_WORK TO BE COMPLETED_. Copy the entries word for word, starting from the very first line and ending with the line that contains "[[81, 114]]", both included.

DATASET start

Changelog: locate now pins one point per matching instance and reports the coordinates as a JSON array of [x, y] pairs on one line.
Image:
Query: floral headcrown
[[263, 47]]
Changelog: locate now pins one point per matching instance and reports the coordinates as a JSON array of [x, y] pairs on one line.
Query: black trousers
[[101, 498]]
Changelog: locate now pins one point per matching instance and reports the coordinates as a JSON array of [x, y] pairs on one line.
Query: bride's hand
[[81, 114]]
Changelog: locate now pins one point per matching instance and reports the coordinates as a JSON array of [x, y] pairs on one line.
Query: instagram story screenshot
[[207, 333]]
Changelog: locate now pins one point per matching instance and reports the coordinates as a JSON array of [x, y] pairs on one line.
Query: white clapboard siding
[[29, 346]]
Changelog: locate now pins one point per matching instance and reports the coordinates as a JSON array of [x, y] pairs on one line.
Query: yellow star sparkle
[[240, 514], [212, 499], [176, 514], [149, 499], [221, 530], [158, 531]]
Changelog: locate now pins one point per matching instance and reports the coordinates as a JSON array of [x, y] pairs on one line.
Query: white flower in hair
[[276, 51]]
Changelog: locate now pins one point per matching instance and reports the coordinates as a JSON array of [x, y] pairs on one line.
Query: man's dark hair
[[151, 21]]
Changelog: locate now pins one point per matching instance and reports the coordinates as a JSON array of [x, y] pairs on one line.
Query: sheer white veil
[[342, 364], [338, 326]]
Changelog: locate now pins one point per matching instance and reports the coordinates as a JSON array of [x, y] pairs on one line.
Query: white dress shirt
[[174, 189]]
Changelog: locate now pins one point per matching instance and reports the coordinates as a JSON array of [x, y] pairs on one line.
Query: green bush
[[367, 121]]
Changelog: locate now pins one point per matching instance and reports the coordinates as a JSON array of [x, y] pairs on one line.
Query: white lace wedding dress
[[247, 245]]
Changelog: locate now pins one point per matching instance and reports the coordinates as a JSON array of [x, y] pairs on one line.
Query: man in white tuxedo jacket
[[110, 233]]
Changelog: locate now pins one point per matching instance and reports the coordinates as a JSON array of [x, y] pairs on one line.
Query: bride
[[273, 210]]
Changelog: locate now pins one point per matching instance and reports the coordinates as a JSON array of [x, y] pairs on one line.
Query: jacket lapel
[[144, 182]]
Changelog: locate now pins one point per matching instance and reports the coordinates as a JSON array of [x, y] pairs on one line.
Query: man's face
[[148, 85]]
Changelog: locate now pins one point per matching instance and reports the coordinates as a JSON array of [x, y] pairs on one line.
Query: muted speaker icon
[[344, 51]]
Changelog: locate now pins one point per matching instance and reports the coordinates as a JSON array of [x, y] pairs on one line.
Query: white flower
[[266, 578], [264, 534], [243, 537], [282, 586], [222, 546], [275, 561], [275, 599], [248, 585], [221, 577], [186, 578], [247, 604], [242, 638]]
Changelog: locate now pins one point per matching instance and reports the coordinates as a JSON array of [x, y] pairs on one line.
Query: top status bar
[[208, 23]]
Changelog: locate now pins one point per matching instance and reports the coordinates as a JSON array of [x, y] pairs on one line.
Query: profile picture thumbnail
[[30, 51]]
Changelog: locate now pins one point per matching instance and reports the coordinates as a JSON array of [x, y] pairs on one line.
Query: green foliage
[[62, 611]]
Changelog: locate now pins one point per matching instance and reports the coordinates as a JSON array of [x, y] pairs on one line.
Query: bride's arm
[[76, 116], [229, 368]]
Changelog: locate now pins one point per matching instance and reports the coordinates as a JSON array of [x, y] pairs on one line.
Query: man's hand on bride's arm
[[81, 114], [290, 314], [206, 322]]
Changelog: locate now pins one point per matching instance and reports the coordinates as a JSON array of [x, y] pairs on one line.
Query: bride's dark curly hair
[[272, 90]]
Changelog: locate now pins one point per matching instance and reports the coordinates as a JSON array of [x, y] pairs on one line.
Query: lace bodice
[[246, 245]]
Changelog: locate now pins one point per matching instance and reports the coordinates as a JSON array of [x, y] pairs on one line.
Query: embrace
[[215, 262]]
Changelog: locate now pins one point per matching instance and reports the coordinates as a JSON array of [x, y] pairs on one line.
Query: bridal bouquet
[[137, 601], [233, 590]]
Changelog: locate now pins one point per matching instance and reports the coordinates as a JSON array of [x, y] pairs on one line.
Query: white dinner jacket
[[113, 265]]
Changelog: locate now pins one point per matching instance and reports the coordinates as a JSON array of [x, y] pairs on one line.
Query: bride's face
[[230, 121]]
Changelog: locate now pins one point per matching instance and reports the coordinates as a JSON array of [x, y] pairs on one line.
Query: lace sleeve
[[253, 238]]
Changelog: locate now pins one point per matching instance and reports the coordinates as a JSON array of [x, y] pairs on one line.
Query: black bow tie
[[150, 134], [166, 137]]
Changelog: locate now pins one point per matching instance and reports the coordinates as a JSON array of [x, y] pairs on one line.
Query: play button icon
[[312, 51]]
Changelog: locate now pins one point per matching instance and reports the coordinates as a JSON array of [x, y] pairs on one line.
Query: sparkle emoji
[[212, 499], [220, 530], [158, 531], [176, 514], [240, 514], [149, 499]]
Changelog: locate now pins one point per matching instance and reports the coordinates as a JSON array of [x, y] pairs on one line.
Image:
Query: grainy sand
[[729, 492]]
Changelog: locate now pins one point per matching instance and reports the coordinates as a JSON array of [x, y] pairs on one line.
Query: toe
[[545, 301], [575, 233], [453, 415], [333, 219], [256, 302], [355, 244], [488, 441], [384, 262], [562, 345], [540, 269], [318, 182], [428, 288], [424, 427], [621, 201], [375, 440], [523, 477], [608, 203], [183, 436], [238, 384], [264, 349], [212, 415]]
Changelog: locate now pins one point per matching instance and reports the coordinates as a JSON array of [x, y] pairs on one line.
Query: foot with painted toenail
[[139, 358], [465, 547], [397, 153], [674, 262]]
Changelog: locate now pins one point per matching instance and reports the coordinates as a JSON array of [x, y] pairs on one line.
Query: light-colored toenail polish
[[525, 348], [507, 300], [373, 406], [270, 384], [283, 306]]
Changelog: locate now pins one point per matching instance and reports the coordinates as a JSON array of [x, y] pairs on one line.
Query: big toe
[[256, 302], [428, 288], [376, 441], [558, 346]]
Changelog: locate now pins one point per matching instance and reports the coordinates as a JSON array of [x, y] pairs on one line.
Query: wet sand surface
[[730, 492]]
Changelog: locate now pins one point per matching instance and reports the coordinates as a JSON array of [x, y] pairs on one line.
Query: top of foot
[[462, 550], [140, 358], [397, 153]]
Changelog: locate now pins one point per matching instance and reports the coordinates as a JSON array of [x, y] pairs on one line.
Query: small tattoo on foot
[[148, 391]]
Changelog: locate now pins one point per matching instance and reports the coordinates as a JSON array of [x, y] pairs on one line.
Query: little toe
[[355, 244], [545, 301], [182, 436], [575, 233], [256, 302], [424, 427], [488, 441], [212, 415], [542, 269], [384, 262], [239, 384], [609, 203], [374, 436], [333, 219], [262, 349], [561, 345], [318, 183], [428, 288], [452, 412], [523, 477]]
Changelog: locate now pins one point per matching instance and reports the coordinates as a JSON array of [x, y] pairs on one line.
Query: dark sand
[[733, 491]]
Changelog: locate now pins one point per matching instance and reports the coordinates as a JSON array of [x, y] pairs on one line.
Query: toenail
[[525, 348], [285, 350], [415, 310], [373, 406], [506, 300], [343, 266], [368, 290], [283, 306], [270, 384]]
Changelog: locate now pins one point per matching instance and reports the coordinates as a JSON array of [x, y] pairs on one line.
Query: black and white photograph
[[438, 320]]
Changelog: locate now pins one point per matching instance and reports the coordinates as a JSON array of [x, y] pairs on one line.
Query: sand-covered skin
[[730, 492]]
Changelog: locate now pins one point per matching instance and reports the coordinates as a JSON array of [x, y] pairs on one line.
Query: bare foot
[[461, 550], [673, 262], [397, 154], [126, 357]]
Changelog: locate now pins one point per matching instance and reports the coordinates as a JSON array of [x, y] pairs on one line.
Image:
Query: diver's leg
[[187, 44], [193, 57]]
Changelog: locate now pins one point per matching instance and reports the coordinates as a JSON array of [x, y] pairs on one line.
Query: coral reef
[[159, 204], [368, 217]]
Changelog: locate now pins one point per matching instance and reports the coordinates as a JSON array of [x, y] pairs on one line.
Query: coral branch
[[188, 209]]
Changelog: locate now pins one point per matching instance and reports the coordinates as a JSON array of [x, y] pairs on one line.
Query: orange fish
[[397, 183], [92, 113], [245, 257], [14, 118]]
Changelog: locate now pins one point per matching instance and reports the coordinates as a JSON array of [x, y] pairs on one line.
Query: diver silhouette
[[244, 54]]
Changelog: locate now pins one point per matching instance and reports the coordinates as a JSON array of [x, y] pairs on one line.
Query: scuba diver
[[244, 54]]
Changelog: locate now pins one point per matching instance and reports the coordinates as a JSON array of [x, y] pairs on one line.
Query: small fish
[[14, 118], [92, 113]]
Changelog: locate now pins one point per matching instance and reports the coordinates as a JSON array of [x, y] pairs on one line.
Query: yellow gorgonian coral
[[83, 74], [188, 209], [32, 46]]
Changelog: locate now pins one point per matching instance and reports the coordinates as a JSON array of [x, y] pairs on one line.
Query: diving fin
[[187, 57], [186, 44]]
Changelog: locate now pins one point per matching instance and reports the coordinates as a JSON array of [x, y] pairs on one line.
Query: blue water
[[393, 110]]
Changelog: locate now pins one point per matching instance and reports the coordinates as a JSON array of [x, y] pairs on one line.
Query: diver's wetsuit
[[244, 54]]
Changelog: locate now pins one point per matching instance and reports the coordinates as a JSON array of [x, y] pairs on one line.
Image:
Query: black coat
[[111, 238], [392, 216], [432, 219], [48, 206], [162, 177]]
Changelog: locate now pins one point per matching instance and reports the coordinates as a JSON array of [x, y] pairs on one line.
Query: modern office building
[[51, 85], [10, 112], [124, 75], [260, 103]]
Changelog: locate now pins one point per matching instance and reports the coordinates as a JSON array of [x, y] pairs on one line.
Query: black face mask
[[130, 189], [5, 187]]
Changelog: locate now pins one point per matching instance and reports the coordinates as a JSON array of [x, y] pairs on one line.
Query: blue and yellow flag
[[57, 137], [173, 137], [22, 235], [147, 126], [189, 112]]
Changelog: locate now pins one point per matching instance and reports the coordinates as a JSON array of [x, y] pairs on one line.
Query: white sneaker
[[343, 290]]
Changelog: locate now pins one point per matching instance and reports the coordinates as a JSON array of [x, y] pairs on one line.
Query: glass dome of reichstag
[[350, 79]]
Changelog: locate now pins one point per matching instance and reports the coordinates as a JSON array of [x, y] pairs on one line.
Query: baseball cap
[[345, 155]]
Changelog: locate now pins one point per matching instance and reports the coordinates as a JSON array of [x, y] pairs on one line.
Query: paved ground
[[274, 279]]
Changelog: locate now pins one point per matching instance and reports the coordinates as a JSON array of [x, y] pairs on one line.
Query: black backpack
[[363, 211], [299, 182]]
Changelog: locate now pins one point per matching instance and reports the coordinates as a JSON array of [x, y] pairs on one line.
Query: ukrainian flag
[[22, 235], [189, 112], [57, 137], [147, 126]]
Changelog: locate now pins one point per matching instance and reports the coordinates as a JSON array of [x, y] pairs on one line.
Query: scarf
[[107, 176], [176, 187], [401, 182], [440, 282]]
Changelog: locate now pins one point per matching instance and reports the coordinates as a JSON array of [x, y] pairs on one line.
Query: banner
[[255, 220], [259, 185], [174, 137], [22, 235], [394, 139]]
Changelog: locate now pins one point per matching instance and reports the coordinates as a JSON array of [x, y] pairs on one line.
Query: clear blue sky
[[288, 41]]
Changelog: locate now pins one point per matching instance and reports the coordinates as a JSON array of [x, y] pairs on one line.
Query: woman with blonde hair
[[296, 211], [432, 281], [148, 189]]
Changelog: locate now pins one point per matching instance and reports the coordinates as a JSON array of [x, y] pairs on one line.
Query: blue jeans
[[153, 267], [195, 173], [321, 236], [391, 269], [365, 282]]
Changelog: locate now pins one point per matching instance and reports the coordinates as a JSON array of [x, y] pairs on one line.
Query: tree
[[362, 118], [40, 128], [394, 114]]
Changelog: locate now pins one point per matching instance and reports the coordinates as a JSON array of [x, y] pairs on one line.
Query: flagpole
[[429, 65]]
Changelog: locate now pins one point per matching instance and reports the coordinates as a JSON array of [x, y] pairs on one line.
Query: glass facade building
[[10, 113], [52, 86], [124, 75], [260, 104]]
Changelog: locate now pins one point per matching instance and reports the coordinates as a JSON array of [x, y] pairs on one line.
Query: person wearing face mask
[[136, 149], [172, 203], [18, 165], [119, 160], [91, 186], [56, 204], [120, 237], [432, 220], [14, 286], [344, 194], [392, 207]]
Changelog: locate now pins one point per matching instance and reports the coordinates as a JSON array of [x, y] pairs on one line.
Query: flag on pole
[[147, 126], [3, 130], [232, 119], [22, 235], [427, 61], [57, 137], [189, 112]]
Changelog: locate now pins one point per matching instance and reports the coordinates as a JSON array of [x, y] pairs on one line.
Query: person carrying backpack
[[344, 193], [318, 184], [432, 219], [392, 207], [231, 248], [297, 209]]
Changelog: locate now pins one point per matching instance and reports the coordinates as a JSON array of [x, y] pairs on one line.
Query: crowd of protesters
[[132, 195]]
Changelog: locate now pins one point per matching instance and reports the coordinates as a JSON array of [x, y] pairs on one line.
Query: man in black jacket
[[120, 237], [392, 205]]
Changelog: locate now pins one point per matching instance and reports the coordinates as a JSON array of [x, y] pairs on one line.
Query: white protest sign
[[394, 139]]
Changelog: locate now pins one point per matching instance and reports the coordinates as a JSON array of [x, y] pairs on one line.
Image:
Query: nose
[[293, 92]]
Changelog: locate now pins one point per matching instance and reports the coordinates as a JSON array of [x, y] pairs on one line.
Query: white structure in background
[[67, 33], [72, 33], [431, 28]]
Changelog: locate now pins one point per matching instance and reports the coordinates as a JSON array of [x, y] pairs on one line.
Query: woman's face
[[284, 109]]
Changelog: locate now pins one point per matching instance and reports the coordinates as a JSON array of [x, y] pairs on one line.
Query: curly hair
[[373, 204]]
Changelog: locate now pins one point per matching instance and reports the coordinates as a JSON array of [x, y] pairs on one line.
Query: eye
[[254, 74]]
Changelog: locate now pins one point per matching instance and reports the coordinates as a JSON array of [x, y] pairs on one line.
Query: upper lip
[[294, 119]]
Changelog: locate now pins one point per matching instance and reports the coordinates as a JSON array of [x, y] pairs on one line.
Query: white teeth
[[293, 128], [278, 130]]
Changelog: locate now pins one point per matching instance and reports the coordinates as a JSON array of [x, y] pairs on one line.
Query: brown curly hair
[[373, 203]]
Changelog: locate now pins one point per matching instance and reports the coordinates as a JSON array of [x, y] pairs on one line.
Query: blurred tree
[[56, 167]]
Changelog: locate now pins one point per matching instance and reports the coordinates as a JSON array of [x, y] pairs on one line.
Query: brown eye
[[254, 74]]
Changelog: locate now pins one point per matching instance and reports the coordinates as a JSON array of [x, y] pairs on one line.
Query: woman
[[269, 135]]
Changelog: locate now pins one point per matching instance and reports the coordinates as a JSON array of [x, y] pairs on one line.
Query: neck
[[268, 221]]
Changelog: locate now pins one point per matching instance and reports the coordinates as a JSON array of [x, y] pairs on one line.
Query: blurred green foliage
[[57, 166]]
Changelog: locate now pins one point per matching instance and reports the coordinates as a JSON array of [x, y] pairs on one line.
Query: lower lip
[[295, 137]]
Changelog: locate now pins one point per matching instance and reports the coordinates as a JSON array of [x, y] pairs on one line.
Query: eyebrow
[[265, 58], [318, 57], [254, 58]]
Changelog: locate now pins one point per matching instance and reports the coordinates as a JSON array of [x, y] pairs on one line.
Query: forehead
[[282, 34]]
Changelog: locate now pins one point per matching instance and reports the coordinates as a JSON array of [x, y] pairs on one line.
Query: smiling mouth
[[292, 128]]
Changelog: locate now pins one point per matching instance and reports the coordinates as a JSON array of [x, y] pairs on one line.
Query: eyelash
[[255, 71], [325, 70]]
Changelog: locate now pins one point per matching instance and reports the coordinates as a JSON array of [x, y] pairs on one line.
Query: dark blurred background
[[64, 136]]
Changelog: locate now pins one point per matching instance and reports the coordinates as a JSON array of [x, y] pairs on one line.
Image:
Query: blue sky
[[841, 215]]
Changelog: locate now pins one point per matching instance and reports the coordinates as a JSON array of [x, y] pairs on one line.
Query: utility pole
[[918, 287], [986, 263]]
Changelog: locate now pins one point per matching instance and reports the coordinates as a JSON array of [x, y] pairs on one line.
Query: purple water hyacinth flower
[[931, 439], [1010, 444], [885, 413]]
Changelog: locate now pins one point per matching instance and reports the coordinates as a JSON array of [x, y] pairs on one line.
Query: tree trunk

DATASET end

_EXERCISE RESULT_.
Changelog: locate now pins one point per matching instance and reports the coordinates as a JSON array of [x, y] pairs on one line.
Image:
Query: floral headcrown
[[263, 47]]
Changelog: locate now pins one point per matching instance and reports the coordinates as a JSON array of [x, y] pairs on one line.
Query: black trousers
[[101, 498]]
Changelog: locate now pins one point per matching instance and reports the coordinates as a JSON array of [x, y] pairs on one line.
Query: bride's hand
[[81, 114]]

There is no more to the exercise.